**DOCUMENT TEXT**:
#####
And that’s a healthy conversation for most of us to see stated plainly in Western media, since most Westerners of a Christian-cultural background are abysmal at differentiating between Jewish religious divisions, ethnic subgroups, and political range. In a desperate appeal not to seem antisemitic, many Westerners fall prey to a “polite antisemitism” of treating Jewish persons as a hivemind, and credulously accept only the most strident claims as obviously the One True Position for an ethno-religious demographic that (checks notes) has no history of deep political and theological debate within itself whatsoever, nope, none at all!
But Chotiner’s interview was perhaps even more important, as an exercise in bringing people back from a level of war derangement that usually leaves them caught in moral turpitude: speaking and acting, that is, in ways that might horrify them under other circumstances. After all, people like Jacobson are plainly upset at the sight of dead children. If they weren’t, they wouldn’t be reacting so vehemently to its mention. They just don’t know how to square the trauma they’re seeing with broader state politics, let alone a deep store of fear that has roots in real, horrific histories of persecution.
#####
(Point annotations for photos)
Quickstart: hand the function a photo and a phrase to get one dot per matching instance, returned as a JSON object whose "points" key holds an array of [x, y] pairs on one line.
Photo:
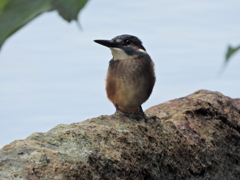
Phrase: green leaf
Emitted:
{"points": [[230, 52], [14, 14]]}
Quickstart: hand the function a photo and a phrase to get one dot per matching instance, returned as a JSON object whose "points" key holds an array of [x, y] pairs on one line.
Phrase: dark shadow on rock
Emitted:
{"points": [[194, 137]]}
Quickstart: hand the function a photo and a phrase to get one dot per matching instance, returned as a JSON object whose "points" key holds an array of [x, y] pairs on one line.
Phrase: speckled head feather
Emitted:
{"points": [[126, 39]]}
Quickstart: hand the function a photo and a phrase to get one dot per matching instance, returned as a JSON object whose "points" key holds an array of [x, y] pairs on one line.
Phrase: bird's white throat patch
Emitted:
{"points": [[119, 54]]}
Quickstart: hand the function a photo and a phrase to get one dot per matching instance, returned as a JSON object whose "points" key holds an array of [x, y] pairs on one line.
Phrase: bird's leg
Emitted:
{"points": [[145, 116], [118, 110]]}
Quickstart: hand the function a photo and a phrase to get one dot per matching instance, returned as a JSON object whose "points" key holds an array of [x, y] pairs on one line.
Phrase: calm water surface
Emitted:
{"points": [[52, 73]]}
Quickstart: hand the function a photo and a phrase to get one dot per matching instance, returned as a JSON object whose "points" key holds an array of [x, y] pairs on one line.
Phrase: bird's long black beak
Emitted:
{"points": [[108, 43]]}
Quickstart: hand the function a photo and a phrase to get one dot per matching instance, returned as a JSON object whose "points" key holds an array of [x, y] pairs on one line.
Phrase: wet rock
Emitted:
{"points": [[194, 137]]}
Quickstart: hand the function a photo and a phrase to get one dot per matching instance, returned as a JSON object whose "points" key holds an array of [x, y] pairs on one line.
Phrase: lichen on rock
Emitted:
{"points": [[194, 137]]}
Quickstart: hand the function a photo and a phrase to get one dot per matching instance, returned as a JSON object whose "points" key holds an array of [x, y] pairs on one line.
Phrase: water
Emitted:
{"points": [[51, 72]]}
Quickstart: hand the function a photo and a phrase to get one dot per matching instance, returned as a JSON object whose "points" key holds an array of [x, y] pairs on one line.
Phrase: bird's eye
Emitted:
{"points": [[126, 42]]}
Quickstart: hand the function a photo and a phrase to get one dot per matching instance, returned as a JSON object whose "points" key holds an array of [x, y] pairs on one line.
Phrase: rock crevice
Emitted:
{"points": [[194, 137]]}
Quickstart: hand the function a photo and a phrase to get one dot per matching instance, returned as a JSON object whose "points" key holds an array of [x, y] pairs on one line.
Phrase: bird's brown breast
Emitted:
{"points": [[130, 82]]}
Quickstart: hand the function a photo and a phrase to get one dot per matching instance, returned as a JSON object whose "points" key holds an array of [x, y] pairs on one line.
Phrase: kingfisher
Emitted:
{"points": [[131, 77]]}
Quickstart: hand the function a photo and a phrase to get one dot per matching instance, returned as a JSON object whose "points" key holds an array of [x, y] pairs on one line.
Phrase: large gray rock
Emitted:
{"points": [[194, 137]]}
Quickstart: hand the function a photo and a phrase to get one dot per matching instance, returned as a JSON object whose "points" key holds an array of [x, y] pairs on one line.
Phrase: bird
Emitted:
{"points": [[130, 77]]}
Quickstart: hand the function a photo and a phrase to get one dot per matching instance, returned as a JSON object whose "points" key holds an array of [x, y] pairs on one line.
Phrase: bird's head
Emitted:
{"points": [[124, 46]]}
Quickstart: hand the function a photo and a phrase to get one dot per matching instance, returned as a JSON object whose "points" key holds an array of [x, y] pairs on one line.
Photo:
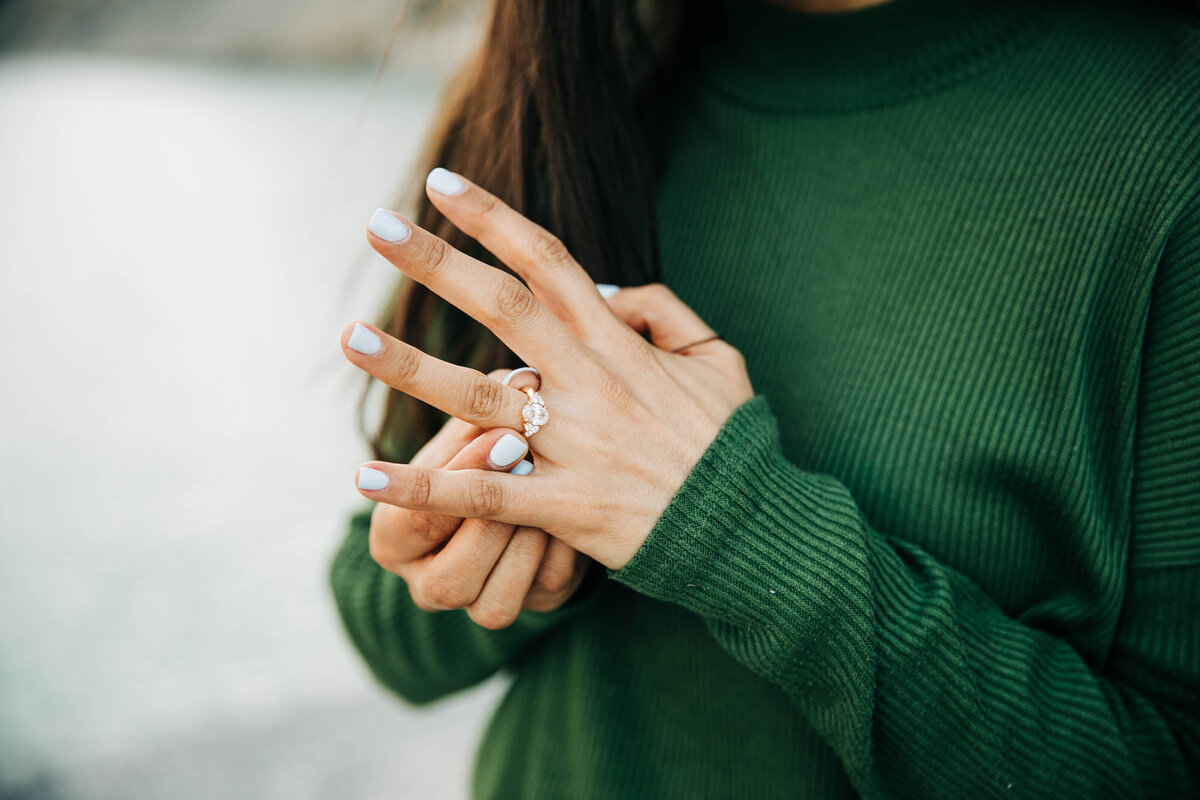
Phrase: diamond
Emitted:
{"points": [[534, 414]]}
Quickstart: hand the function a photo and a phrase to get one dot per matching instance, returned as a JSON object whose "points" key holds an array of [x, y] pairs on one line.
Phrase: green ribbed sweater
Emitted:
{"points": [[953, 546]]}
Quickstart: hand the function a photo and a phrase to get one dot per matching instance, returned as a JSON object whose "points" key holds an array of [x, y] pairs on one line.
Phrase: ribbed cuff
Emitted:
{"points": [[753, 541]]}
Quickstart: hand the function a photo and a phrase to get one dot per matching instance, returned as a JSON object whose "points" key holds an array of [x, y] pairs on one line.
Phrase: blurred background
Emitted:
{"points": [[183, 194]]}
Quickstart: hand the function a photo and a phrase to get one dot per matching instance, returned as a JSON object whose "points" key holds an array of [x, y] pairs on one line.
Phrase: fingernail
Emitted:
{"points": [[443, 181], [505, 451], [363, 340], [372, 480], [384, 224]]}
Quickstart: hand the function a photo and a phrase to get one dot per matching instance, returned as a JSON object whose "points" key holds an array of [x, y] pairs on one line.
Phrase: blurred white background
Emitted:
{"points": [[180, 246]]}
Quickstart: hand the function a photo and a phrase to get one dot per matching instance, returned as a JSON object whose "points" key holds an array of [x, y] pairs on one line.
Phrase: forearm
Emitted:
{"points": [[909, 669]]}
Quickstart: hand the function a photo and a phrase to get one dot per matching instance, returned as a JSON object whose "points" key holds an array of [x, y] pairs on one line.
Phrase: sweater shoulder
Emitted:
{"points": [[1131, 72]]}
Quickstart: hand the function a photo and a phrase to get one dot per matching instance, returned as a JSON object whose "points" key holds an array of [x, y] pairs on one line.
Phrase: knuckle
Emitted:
{"points": [[381, 551], [487, 205], [493, 615], [515, 302], [485, 398], [547, 250], [432, 256], [423, 529], [484, 495], [445, 590], [406, 361], [421, 601], [420, 488]]}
#####
**TASK DETAILS**: The passage names the things that most Westerners of a Christian-cultural background are poor at telling apart. List them. The lines aren't needed for the task.

**COMPLETE OUTPUT**:
- Jewish religious divisions
- ethnic subgroups
- political range